Per favore, riscrivi tutte le righe del materiale qui sotto, richieste comprese, e scala le coordinate dei punti nelle risposte moltiplicando ogni valore per 1,1 e arrotondando all'intero, con le metà per eccesso. Non riportare l'immagine.
———
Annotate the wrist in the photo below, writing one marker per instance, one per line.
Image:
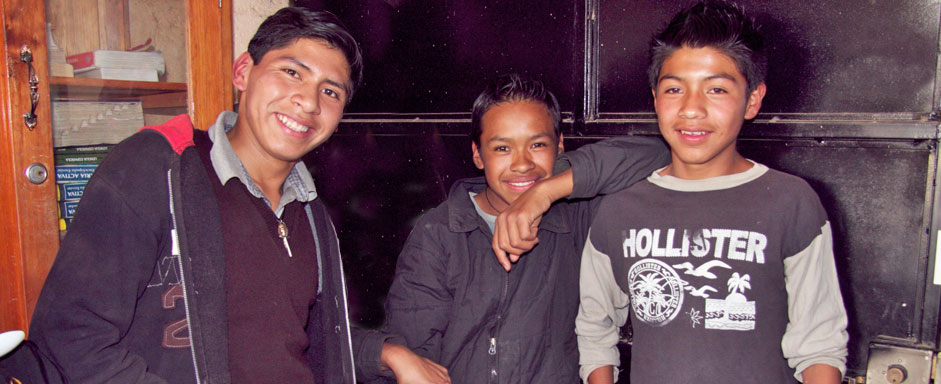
(556, 187)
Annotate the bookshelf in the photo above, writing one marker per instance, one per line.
(198, 81)
(158, 94)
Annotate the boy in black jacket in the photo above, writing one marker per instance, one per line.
(451, 303)
(201, 256)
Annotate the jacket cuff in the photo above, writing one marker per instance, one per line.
(369, 354)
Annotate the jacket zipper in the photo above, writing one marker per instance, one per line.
(175, 251)
(494, 336)
(346, 310)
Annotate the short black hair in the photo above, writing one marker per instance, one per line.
(718, 25)
(289, 24)
(513, 87)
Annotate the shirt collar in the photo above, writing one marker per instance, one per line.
(299, 185)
———
SOLUZIONE DELL'ESERCIZIO>
Annotate the wrist in the photo below, writing one marker per instance, one per line.
Image:
(612, 206)
Annotate the bookshelf in the photo above, writing one marker per instance, one per line.
(218, 89)
(174, 103)
Annotate the boy in black jacket in the photo above, writing one marker per instance, one per line.
(496, 333)
(221, 282)
Annotate the jacket cuff in the photo above, writing one marker per instance, one per line.
(406, 389)
Annotate the jacket zipper in the photo above, writing one marker per instance, one per line.
(193, 276)
(543, 370)
(381, 341)
Annotate the short black hair in the photo above, writing one marker per instance, one per line.
(790, 28)
(318, 26)
(564, 96)
Annotate the shirt collar in the photo above, writing one marker per instance, one per line.
(329, 204)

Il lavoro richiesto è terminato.